#### [WHAT TO WORK ON]
Repeat word for word everything from the line containing "Where can the red" to the end of the listing, first and last lines included, and only that.

• • • •

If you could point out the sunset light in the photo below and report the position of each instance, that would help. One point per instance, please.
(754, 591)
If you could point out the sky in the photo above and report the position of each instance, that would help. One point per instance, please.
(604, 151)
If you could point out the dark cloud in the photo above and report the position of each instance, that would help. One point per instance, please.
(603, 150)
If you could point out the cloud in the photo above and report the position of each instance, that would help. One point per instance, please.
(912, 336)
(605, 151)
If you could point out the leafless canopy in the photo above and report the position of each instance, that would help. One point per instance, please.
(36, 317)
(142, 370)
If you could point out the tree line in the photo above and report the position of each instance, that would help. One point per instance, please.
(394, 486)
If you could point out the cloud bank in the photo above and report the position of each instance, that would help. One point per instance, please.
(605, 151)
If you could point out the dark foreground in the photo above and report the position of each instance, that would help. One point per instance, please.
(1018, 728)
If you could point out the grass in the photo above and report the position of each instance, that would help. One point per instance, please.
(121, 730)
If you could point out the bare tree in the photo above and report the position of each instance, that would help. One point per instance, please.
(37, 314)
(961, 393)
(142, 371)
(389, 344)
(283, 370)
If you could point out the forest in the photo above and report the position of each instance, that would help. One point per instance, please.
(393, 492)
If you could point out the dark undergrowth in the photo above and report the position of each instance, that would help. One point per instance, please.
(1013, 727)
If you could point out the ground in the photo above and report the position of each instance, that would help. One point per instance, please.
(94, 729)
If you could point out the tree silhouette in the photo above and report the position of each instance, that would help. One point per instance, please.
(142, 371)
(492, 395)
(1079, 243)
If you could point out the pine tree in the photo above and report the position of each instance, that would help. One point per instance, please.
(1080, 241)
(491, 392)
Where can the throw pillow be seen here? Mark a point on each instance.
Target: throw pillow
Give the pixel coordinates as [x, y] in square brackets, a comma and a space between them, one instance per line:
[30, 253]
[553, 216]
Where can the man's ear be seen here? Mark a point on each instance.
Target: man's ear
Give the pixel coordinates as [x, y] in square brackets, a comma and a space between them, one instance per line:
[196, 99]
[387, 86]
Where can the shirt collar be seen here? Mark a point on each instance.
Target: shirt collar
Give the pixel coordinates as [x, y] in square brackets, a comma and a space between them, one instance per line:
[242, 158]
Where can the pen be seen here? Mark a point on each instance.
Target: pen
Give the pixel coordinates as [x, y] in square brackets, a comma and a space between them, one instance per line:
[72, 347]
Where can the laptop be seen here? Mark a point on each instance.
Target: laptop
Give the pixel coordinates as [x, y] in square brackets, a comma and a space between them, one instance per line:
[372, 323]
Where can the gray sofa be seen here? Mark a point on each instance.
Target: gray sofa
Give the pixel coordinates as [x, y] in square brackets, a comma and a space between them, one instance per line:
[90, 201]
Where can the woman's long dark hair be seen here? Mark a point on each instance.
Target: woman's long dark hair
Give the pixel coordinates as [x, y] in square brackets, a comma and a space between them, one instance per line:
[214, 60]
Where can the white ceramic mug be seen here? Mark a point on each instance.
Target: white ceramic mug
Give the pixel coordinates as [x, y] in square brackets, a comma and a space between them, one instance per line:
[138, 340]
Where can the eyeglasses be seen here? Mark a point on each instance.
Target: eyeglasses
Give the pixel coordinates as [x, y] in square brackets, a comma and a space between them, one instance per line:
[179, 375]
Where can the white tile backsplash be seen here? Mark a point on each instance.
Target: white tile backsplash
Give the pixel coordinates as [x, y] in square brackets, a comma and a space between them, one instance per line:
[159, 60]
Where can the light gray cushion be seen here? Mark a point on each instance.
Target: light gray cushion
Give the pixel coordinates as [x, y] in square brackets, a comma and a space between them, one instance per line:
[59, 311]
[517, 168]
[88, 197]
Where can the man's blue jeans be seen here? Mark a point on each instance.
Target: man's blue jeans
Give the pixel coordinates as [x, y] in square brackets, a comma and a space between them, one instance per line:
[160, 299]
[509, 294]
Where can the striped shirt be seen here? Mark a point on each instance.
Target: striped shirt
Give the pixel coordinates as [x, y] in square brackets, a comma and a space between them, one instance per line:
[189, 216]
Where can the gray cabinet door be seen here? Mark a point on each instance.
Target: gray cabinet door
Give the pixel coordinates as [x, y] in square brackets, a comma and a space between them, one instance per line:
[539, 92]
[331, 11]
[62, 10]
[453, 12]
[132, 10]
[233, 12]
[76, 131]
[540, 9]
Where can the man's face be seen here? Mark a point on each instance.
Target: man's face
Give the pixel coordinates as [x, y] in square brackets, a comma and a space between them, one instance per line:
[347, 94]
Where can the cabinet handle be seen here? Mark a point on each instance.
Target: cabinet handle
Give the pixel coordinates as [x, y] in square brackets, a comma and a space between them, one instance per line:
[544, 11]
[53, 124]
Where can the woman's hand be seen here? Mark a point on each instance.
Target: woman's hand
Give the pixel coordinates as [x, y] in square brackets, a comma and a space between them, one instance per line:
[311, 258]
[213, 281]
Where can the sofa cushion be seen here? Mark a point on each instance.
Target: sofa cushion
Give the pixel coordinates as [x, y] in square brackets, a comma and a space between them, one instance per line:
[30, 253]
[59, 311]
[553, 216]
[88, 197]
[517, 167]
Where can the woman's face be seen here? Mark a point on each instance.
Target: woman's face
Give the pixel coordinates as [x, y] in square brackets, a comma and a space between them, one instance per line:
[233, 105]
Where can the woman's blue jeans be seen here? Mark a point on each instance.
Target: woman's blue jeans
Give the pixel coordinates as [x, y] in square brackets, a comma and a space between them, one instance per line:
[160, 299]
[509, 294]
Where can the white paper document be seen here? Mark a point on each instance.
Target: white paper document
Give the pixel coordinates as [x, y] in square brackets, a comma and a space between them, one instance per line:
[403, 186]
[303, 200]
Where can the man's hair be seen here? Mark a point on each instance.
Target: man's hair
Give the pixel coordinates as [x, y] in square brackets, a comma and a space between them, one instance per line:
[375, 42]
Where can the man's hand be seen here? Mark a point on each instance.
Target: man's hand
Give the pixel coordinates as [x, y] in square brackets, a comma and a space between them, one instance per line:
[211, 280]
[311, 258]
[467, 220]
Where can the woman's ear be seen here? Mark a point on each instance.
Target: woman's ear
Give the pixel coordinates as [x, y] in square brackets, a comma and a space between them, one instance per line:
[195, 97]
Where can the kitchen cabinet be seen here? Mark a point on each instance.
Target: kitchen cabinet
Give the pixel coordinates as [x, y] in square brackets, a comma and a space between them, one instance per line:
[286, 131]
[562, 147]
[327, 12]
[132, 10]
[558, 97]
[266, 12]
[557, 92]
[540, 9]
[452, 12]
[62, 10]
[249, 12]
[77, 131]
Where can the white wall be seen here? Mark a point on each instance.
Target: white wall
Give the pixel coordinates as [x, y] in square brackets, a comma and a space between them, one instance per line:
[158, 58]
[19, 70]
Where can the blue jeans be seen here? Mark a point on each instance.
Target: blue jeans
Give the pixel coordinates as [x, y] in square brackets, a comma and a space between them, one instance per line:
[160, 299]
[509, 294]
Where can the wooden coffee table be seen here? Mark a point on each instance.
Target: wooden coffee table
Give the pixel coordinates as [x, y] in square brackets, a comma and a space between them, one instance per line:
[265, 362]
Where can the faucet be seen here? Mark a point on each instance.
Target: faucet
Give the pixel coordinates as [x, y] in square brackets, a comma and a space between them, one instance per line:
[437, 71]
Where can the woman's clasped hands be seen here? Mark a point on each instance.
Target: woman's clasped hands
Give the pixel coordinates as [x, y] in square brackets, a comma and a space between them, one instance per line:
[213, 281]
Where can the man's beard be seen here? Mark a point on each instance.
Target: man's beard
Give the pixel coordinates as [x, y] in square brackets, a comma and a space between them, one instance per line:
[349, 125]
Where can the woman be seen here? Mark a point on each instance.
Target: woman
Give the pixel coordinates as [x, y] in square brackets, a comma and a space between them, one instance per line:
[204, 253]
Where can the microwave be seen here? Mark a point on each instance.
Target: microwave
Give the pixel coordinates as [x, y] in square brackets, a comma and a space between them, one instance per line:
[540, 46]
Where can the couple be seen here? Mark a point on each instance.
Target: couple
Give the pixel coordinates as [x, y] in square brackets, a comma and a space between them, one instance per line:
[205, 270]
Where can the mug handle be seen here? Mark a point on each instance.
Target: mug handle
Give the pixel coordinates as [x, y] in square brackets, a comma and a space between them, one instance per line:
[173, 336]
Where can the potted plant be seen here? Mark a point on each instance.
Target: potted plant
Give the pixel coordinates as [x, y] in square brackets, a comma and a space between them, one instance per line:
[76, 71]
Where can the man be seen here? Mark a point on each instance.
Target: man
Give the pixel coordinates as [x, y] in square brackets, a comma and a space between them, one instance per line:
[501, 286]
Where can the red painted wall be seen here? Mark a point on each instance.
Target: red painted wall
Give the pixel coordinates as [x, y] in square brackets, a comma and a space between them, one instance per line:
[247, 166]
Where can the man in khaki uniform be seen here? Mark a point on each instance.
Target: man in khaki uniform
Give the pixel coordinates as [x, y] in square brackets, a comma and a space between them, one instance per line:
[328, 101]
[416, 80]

• • • •

#### [RESPONSE TO THIS EXERCISE]
Where can the red painted wall be seen here? Mark a point on each instance.
Target: red painted wall
Give the pixel coordinates as [x, y] in square brackets, a comma and a space between them, one instance per line:
[247, 166]
Where can the man in khaki uniform be seen here? Mark a point on each instance.
Target: man in khaki uniform
Give the pixel coordinates as [x, y] in square brackets, a comma and a space between them, one instance per line:
[328, 101]
[416, 80]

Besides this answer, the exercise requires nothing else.